- _EXERCISE DESCRIPTION_:
Return the items below verbatim, covering the stretch from their first line through the line containing "x=549 y=303", both ends included.
* BEGIN *
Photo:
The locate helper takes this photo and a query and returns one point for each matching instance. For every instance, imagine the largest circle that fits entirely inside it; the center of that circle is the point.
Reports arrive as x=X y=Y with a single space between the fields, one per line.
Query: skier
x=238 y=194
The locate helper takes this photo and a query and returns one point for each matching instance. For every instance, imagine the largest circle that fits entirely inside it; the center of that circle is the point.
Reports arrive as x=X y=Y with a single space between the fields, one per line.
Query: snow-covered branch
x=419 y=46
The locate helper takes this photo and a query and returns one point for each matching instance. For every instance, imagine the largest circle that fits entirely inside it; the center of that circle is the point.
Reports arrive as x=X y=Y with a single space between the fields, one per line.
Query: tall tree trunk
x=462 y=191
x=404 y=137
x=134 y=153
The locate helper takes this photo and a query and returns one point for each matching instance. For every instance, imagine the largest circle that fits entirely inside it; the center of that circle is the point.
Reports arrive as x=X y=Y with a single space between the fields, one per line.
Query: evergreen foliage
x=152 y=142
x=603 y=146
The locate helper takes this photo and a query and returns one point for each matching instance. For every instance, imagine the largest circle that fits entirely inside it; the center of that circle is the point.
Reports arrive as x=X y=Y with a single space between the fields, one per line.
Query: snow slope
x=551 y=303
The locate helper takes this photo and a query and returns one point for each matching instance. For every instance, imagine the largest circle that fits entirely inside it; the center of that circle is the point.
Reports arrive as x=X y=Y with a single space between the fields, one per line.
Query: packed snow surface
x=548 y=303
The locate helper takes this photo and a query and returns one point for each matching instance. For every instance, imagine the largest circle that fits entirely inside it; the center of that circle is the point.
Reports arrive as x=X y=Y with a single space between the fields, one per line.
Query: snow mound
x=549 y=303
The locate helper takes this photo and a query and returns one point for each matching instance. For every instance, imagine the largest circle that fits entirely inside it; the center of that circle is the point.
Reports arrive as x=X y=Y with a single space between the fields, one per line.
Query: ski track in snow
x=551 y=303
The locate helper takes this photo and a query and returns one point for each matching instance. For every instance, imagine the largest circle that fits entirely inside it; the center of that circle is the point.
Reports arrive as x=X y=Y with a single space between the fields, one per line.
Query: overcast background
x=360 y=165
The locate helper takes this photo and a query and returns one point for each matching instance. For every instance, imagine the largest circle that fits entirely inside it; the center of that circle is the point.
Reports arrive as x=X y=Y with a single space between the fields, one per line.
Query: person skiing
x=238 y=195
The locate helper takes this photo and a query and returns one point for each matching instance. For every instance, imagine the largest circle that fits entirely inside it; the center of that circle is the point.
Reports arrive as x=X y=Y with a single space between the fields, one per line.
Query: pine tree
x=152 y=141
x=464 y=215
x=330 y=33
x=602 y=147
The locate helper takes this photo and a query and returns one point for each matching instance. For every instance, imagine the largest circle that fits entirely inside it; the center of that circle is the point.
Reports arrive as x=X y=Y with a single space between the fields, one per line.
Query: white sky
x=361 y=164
* END *
- _FINISHED ANSWER_:
Photo:
The locate helper takes this photo and a query and returns one point for each matching instance. For every instance, imagine the largest circle that fits entirely inside it; the center of that circle is the point.
Reports arrive as x=X y=Y with a single space between the fields, one per line.
Query: skier
x=238 y=194
The locate helper takes this photo and a query and returns one point for each matching instance. For every instance, imagine the largest circle that fits entirely inside it; the center of that circle is the point.
Reports arrive as x=X y=Y with a single space between the fields, one per line.
Query: snow-covered branch
x=419 y=46
The locate helper takes this photo and a query and returns one point for each matching instance. For every instance, imagine the largest circle that fits entirely inside it; the center of that circle is the point.
Reports arrive as x=X y=Y with a single space between the fields, one per line.
Query: tall tree trunk
x=462 y=191
x=404 y=137
x=134 y=153
The locate helper takes this photo and a query and returns one point for each matching instance. For every instance, imagine the largest circle that fits entirely inside it; the center of that circle is the point.
Reports arrive as x=X y=Y with a single space between the fields, one per line.
Query: evergreen foliage
x=152 y=142
x=603 y=146
The locate helper takes this photo and a query and returns one point for each matching instance. For every instance, imagine the largest circle that fits entirely inside it; the center of that circle is the point.
Reports arrive as x=X y=Y with a single space between the fields, one per line.
Query: snow slope
x=551 y=303
The locate helper takes this photo and a query and returns one point for each matching instance. For every instance, imagine the largest circle that fits entirely inside it; the center of that circle is the point.
Reports arrive as x=X y=Y with a single space between the fields, one per line.
Query: packed snow surface
x=548 y=303
The locate helper takes this photo and a query and returns one point for each matching instance. For every instance, imagine the largest circle that fits entirely inside it; the center of that circle is the point.
Reports arrive as x=X y=Y with a single space between the fields, one per line.
Query: snow mound
x=549 y=303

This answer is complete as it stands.